Übungsaufgaben
#1 Fassen Sie den Textauszug über die Wege zum Erwerb der FHR in zwei Sätzen zusammen.
#2 Im Hinblick auf welche drei Eigenschaften der Jugendlichen gilt der Parallelweg laut dem Textauszug als voraussetzungsvoller?
#3 Schreiben Sie den Textauszug über die Wege zum Erwerb der FHR im Anschluss an seinen letzten Satz weiter.

Textauszug
▼

Die Abb. 4.4-5 zeigt, dass die beiden grundlegenden Optionen des Erwerbs der FHR – parallel zur dualen Berufsausbildung oder konsekutiv nach der Berufsausbildung mit der Möglichkeit des Einstiegs zum Ende der Ausbildung – nahezu überschneidungsfrei sind. Die beiden Optionen scheinen unterschiedliche Motivationslagen von Jugendlichen nach Erwerb eines Mittleren Bildungsabschlusses anzusprechen. Der Parallelweg ist voraussetzungsvoller, nicht zuletzt im Hinblick auf die geforderte Selbstwirksamkeit, die Leistungsmotivation und die Selbstdisziplin der Jugendlichen. Der Weg über die FOS 12B ist eine zwar zeitlich längere, aber auch weniger stressbelastete Option für Jugendliche nach der Berufsausbildung. Vor diesem Hintergrund erscheinen die beiden Wege komplementär und nicht konkurrierend für den Erwerb einer FHR. Über die skizzierten Wege hinaus nimmt eine größere Zahl an Schülerinnen und Schülern im Anschluss an die FOS 11 bzw. FOS 12 eine duale Berufsausbildung auf (Abb. 4.4-4).

▲

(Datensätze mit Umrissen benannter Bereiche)
▼

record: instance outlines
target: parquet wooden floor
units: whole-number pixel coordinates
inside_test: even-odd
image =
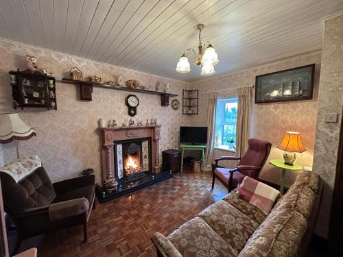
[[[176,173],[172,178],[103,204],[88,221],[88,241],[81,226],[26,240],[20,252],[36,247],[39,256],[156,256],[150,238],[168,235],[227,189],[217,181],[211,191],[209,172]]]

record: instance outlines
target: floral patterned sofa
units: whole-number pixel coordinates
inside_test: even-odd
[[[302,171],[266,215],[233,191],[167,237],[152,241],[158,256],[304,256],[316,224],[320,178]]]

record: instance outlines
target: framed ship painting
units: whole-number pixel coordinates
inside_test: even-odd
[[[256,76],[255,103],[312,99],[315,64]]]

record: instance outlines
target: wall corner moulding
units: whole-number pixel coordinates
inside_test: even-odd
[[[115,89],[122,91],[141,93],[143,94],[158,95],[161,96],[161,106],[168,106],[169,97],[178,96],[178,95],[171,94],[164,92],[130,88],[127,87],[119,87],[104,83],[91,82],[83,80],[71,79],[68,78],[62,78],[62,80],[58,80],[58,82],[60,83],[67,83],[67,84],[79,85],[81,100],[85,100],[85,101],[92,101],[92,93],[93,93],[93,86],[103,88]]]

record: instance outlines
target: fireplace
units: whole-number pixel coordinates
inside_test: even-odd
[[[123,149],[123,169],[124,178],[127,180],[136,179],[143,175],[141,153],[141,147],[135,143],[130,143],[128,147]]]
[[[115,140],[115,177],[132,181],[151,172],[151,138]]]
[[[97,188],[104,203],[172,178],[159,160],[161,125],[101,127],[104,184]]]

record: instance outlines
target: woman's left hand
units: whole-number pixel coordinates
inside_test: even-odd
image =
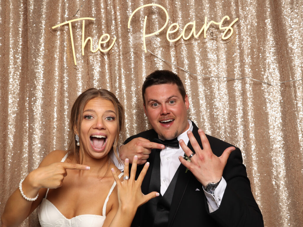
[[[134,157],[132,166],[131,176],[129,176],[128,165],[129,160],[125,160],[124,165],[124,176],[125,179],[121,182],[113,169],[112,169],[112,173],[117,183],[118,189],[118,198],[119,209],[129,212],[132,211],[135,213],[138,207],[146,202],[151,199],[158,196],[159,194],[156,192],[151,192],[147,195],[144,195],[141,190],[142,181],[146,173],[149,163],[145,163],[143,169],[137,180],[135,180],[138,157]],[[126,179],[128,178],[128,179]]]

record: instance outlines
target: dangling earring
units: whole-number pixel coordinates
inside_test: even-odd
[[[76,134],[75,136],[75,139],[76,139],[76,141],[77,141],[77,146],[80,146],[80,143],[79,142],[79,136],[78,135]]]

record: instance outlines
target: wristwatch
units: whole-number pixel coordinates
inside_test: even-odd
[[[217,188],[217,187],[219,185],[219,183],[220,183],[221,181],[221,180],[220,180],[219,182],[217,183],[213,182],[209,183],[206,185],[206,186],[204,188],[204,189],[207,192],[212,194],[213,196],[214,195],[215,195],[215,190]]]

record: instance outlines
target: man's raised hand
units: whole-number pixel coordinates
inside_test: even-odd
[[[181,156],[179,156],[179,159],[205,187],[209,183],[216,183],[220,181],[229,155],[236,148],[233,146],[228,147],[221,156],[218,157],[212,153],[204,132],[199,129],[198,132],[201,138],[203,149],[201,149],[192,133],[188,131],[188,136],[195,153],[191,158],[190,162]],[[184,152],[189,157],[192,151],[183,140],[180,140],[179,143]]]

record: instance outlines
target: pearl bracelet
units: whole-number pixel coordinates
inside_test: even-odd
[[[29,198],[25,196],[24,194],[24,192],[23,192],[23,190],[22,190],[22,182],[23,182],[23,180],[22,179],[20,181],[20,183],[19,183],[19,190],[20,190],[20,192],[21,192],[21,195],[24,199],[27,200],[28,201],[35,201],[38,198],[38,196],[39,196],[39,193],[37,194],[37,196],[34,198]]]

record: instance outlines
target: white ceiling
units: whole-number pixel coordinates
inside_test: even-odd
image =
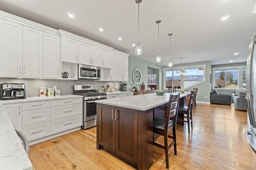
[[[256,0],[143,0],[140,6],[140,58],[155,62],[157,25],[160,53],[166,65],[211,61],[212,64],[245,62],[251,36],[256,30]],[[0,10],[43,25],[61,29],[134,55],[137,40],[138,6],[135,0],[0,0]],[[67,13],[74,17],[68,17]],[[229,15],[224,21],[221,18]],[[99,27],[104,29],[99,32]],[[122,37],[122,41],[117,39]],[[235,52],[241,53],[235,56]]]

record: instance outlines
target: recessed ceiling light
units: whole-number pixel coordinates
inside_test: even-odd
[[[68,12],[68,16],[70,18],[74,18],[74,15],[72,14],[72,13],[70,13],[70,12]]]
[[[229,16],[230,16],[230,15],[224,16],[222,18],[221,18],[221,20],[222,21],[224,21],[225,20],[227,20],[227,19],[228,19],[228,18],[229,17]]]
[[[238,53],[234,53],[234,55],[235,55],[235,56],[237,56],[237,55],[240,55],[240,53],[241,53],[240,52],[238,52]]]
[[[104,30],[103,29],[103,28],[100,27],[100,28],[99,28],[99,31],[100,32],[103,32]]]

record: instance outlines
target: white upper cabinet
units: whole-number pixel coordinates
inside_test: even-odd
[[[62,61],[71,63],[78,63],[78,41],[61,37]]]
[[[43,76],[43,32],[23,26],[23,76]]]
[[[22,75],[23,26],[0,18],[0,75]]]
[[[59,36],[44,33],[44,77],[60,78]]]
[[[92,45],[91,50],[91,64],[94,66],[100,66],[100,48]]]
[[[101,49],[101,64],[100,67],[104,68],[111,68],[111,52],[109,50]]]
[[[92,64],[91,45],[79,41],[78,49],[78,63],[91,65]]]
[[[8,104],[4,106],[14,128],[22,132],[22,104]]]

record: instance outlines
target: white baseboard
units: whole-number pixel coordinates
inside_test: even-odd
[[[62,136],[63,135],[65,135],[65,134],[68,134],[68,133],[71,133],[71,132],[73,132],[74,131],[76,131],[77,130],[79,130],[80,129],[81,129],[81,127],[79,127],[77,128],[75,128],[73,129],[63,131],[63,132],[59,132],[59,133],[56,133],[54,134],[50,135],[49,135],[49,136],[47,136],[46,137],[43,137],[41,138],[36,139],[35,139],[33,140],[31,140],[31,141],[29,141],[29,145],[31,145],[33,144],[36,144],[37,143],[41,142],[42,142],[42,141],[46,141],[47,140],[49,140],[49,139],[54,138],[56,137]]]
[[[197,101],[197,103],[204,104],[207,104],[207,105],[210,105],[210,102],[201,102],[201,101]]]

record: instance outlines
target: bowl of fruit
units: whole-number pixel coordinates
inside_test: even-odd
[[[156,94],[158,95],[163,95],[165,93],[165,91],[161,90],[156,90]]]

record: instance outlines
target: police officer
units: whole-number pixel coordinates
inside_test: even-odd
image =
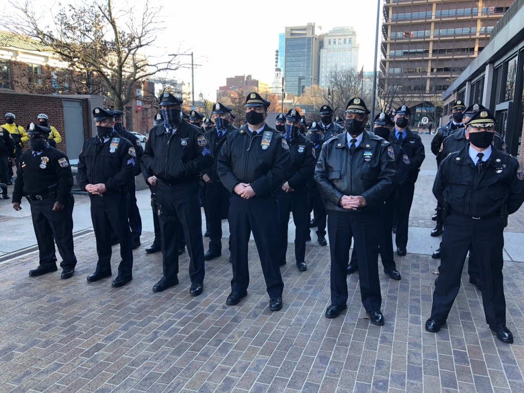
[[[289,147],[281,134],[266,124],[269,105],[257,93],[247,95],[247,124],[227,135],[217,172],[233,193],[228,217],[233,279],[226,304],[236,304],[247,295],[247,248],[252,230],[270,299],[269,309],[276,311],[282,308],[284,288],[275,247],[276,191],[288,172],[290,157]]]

▲

Antworten je Aufgabe
#1 Die beiden Optionen zum Erwerb der FHR, parallel zur dualen Berufsausbildung oder konsekutiv nach ihr, sind nahezu überschneidungsfrei und scheinen unterschiedliche Motivationslagen von Jugendlichen nach dem Mittleren Bildungsabschluss anzusprechen. Da der Parallelweg voraussetzungsvoller ist und der Weg über die FOS 12B zwar länger dauert, aber weniger stressbelastet ist, erscheinen beide Wege komplementär und nicht konkurrierend.

#2 Im Hinblick auf Selbstwirksamkeit, Leistungsmotivation und Selbstdisziplin.

#3
Offen bleibt in dieser Betrachtung, wie sich die durch den Öffnungsbeschluss der KMK 2009 geschaffene Option des Erwerbs einer fachgebundenen FHR im Anschluss an eine mehrjährige Berufstätigkeit auf die beiden bereits bestehenden Optionen auswirken wird.